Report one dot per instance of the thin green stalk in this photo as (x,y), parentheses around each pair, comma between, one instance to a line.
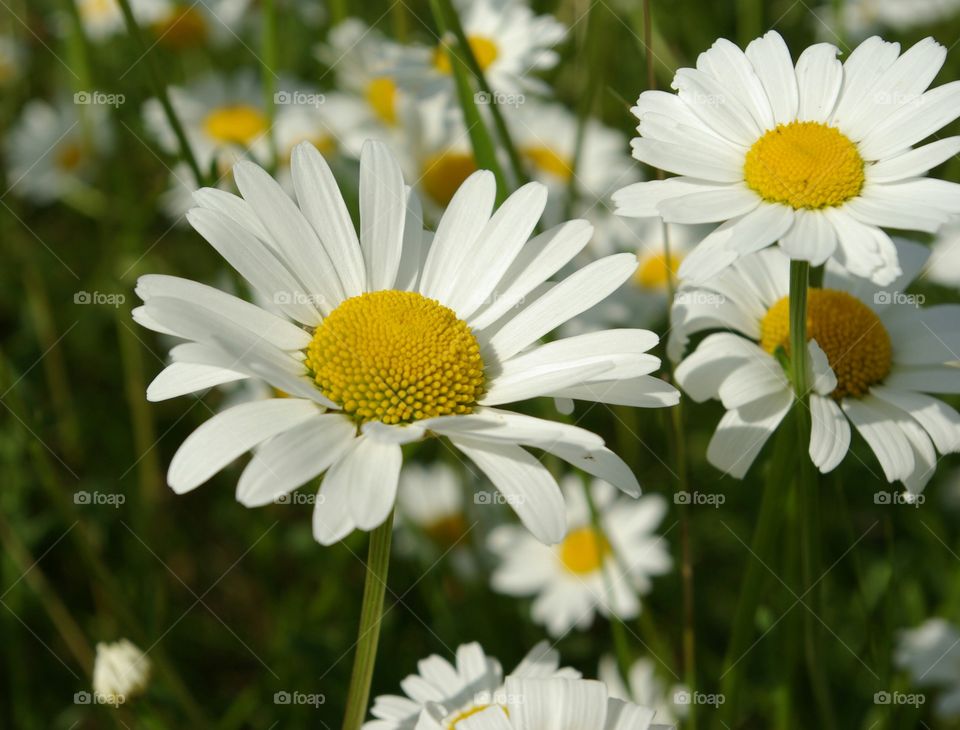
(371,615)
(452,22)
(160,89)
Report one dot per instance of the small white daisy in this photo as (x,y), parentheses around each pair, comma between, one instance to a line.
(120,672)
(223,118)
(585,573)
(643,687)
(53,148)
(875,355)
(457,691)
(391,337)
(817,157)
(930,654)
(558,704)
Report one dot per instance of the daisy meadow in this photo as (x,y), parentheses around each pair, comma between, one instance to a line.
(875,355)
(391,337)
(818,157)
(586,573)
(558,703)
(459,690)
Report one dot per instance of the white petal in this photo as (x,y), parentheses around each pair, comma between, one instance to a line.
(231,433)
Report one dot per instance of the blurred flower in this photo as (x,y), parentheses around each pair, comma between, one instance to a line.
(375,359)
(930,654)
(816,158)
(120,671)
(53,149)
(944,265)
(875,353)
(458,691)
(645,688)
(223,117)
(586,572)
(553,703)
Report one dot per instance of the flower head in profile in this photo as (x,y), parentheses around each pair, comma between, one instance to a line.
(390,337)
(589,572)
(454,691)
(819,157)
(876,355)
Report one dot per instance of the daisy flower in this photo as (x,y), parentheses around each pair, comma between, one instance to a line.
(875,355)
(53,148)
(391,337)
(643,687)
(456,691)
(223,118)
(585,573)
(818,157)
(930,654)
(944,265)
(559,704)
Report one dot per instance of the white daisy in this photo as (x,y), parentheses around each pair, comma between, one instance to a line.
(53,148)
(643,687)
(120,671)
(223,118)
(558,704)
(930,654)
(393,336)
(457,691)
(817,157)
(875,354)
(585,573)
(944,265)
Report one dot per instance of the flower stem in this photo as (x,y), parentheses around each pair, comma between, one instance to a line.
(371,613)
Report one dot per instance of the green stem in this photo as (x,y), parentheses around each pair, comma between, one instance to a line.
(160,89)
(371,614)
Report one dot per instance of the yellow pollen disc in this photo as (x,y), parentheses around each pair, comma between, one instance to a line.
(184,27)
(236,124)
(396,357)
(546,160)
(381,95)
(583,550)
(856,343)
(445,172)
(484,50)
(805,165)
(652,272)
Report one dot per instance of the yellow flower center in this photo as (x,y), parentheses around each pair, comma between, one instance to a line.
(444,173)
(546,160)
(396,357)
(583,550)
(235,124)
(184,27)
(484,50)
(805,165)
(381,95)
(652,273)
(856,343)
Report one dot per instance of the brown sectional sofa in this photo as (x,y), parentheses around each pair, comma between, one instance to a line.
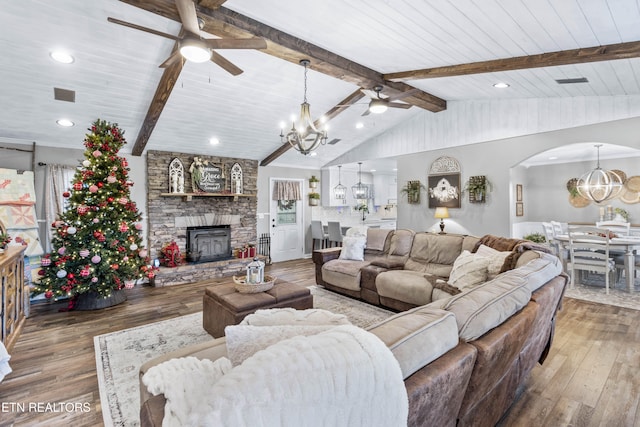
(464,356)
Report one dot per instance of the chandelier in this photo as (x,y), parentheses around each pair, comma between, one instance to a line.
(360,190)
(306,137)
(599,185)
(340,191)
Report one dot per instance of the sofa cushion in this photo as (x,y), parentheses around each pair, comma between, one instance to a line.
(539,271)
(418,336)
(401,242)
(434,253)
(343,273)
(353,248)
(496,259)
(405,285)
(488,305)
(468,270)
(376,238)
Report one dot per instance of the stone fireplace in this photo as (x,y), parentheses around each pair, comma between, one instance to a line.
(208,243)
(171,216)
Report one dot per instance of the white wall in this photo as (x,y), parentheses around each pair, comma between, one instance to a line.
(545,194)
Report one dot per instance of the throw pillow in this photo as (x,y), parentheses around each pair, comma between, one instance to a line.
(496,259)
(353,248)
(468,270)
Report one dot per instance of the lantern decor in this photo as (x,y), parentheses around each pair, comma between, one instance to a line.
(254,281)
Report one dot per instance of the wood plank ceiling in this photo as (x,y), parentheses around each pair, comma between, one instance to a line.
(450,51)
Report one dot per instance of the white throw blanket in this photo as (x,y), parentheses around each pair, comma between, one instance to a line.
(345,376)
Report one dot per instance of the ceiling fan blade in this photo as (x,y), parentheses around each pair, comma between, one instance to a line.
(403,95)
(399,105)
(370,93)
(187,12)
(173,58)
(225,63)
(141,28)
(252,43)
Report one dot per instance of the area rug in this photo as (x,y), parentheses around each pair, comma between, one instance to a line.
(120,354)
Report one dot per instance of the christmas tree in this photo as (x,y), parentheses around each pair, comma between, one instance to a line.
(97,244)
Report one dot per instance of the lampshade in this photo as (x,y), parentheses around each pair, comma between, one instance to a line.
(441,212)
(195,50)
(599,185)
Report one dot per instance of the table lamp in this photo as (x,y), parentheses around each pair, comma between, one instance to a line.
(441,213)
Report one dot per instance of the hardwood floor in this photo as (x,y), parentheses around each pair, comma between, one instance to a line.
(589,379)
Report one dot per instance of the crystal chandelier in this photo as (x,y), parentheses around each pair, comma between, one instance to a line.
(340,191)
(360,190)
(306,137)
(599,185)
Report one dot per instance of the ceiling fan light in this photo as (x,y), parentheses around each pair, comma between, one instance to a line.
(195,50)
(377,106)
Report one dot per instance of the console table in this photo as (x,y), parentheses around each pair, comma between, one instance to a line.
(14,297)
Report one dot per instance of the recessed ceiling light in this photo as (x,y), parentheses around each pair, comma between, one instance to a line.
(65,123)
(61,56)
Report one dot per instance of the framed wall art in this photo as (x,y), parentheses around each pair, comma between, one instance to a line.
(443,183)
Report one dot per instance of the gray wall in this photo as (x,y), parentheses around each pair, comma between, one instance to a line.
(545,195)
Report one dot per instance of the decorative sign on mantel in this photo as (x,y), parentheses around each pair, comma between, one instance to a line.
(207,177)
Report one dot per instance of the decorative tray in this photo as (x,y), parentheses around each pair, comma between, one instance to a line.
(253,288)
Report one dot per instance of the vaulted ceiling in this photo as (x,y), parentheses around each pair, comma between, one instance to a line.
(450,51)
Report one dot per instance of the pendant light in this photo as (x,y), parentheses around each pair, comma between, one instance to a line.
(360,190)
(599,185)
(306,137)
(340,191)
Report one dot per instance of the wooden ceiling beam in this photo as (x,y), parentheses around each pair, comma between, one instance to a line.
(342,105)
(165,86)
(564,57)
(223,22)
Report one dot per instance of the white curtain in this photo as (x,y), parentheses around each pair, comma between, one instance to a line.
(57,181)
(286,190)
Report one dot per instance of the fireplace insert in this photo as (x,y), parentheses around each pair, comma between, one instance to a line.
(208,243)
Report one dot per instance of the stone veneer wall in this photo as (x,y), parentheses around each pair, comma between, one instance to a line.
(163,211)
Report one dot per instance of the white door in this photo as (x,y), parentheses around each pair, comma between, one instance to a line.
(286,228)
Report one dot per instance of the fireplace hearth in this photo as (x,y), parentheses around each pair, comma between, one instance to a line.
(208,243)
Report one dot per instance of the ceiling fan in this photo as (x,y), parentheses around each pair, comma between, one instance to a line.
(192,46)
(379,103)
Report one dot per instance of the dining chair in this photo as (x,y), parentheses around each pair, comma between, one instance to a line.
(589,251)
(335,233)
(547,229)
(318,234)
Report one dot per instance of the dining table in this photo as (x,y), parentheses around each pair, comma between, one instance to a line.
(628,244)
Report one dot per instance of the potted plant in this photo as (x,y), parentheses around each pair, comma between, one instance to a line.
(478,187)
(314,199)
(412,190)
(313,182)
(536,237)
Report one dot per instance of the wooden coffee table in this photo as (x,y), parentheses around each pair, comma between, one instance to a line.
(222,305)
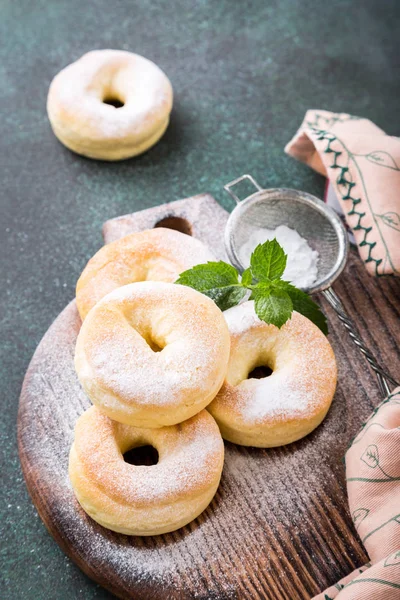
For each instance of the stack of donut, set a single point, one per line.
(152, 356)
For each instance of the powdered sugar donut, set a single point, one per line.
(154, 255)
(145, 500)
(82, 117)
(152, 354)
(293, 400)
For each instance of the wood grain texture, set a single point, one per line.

● Exercise
Copy out every entry exactly as written, but not the pictures.

● Task solution
Report one dot per instance of the thin green stalk in this photo as (x,y), parentheses around each pair, comma between, one instance to a line.
(371,615)
(452,22)
(160,89)
Report one dot per instance of the small white daisy in this photo as (x,y), parentheses around each pair, comma between, one instance to a line.
(120,672)
(223,118)
(585,573)
(643,687)
(53,148)
(875,355)
(457,691)
(391,337)
(817,157)
(930,654)
(558,704)
Report one dot per instance of the daisy meadow in this photo as (x,y), parentheses around each pair, comma between, one instance to a line.
(875,355)
(391,337)
(818,157)
(586,573)
(558,703)
(459,690)
Report one dot per instance of the white petal in this photo as (x,y), parentheses around each pair, comma between, one instance to a line.
(231,433)
Report one dot per instance of the blurred flower in this photo as (x,y), parentheses around each pair, comma between, one instance to a line.
(375,359)
(930,654)
(816,158)
(120,671)
(53,149)
(944,265)
(875,353)
(458,691)
(645,688)
(223,117)
(586,572)
(553,703)
Report one dot per instance of the flower head in profile in this photo as (x,y), parentheses around each pair, comma between, one instance to a line.
(390,337)
(589,572)
(454,691)
(819,157)
(876,355)
Report one dot per instance of the daisy flower in this photo as (x,y), parentheses around each pair, comma between, one instance to a line.
(875,355)
(53,148)
(391,337)
(643,687)
(456,691)
(223,118)
(585,573)
(818,157)
(930,654)
(944,265)
(559,704)
Report one dot per instance of the white daisy in this photo as (x,y), parentheses around each pair, comma between, one instance to a line.
(53,148)
(643,687)
(120,671)
(223,118)
(558,704)
(930,654)
(393,336)
(457,691)
(817,157)
(875,354)
(585,573)
(944,265)
Report one dot per instance of the flower stem in this photo as (x,y), parentheses around each pair, comma between, one instance to a line.
(371,613)
Report one dot per instance of the green stem in this photo as (x,y), parentheses around each pair, comma between, one instance to a line.
(160,89)
(371,614)
Report one dot per instance of the yellow pollen disc in this photo as (x,y), parentheses around each pair, comma between, one instance to a line.
(184,27)
(236,124)
(396,357)
(546,160)
(381,95)
(583,550)
(856,343)
(445,172)
(484,50)
(805,165)
(652,272)
Report one dot per instance of the yellow flower center in this photo as (x,y), parentheses around each pair, comma between, one instance to a line.
(444,173)
(546,160)
(396,357)
(583,550)
(235,124)
(184,27)
(484,50)
(805,165)
(381,95)
(652,273)
(856,343)
Report one dot per instance of the brown sectional sofa in this photo as (x,y), parentheses around each pair, comma between, one instance to a line.
(464,356)
Report one dot per instance of the chandelier in this photo as (x,y), parentheses around each pair, comma between, one instance to a line.
(360,190)
(306,137)
(599,185)
(340,191)
Report one dot per instance of the sofa cushion in this photo as (x,y), parentheses around each pair, comma between, one instance to a line.
(539,271)
(418,336)
(401,242)
(434,253)
(343,273)
(353,248)
(496,259)
(405,285)
(488,305)
(468,270)
(376,238)
Report one dot per instance of the stone fireplace in this photo as (x,y), parentheses around each pair, comma between, one instance to a line.
(208,243)
(171,216)
Report one dot per instance of the white wall in this photo as (x,y), parentheses around each pair, comma between, one instance to a line.
(545,194)
Report one dot per instance of the throw pillow in this photo as (x,y), parentheses around each pair, comma between, one instance to a line.
(496,259)
(353,248)
(468,270)
Report one dot per instance of the lantern decor in this photo as (x,y), parentheses around each pair, comma between, one instance to a line.
(254,281)
Report one dot per instance of the wood plank ceiling in this photo as (x,y), parentheses around each pair, comma between, one instance to a line.
(450,51)
Report one dot per instance of the white throw blanket in this photo as (x,y), parentheses around each pair, comma between, one instance to a line.
(345,376)
Report one dot per instance of the ceiling fan blade in this photo as (x,y), parentheses around each pair, comma between, one instance to a line.
(403,95)
(399,105)
(370,93)
(187,12)
(173,58)
(225,63)
(141,28)
(252,43)
Report one dot per instance of the area rug in this photo as (x,y), parentheses around each pair, comma between, one instance to a line.
(120,354)
Report one dot per instance of the christmas tree in this photo as (x,y), parentheses around each pair, comma between, one instance to a line.
(97,244)
Report one dot per instance of the lampshade in this photo as (x,y), parentheses around each pair, comma between, one instance to a line.
(441,212)
(195,50)
(599,185)
Report one dot per instance of the table lamp in this photo as (x,y), parentheses around each pair, comma between, one instance to a line.
(441,213)
Report one dot per instance of the hardwood floor in this photo as (x,y), parentheses around each pair, comma between, one instance to a line.
(589,379)
Report one dot per instance of the crystal chandelier in this photo as (x,y), parentheses around each pair, comma between, one instance to a line.
(340,191)
(360,190)
(306,137)
(599,185)
Report one dot per instance of the ceiling fan light in this photo as (x,y), parentheses around each pair, comma between, one instance to a line.
(195,50)
(377,106)
Report one dot per instance of the console table in this photo as (x,y), parentheses around each pair, comma between, one instance to a line.
(14,297)
Report one dot per instance of the recessed ceiling light in this photo as (x,y), parentheses around each pair, comma between, one instance to a line.
(65,123)
(61,56)
Report one dot per instance of the framed wall art in this photo as (x,y), parentheses around each pair, comma between, one instance to a line.
(443,183)
Report one dot per instance of the gray wall in this photo as (x,y), parentheses around each pair, comma between, one instance to a line.
(545,195)
Report one dot per instance of the decorative sign on mantel in this photo as (x,y), parentheses around each pair, comma between, one instance to a line.
(207,177)
Report one dot per instance of the decorative tray in this photo as (x,y), parentheses around each pair, comma between, one instance to a line.
(253,288)
Report one dot per instance of the vaulted ceiling in this photo as (x,y), parentheses around each pair, comma between, one instance to a line.
(450,51)
Report one dot per instance of the pendant light in this photo as (x,y), parentheses around each pair, comma between, one instance to a line.
(360,190)
(599,185)
(306,137)
(340,191)
Report one dot per instance of the wooden ceiling beam in this photo as (x,y), parentheses around each pair, comma between, one instance to a line.
(342,105)
(165,86)
(564,57)
(223,22)
Report one dot per instance of the white curtain in this photo as (x,y), parentheses around each pair, comma between, one instance to a line.
(57,181)
(286,190)
Report one dot per instance of the fireplace insert in this photo as (x,y), parentheses around each pair, comma between, one instance to a line.
(208,243)
Report one dot per instance of the stone veneer wall in this photo as (x,y), parentheses around each pair, comma between, one instance to a line.
(163,211)
Report one dot per instance of the white door in this photo as (x,y), parentheses around each pair, comma between, one instance to a line.
(286,228)
Report one dot per instance of the fireplace hearth in this photo as (x,y), parentheses around each pair, comma between, one instance to a line.
(208,243)
Report one dot per instance of the ceiling fan in this photo as (x,y), parentheses around each pair, comma between, one instance to a line.
(192,46)
(379,103)
Report one dot per instance of the dining chair in this photo as (x,y), parentheses around each pair, comma between, one instance to a line.
(589,251)
(335,233)
(547,229)
(318,234)
Report one dot per instance of the dining table in this photo as (x,y), parentheses around each pair, comma between, one instance to a line.
(628,244)
Report one dot per instance of the potted plant in this photo as (x,y), parentheses around each pair, comma between, one instance to a line.
(478,187)
(314,199)
(412,190)
(313,182)
(536,237)
Report one dot per instance of the wooden coffee table in this photo as (x,y), parentheses around each pair, comma between, one instance to a line.
(222,305)
For each instance of the stack of donut, set a single point, one per line.
(152, 356)
For each instance of the powdered sugar donut, set a single point, one per line.
(154, 255)
(145, 500)
(82, 117)
(152, 354)
(293, 400)
For each instance of the wood grain texture, set a single point, one per line.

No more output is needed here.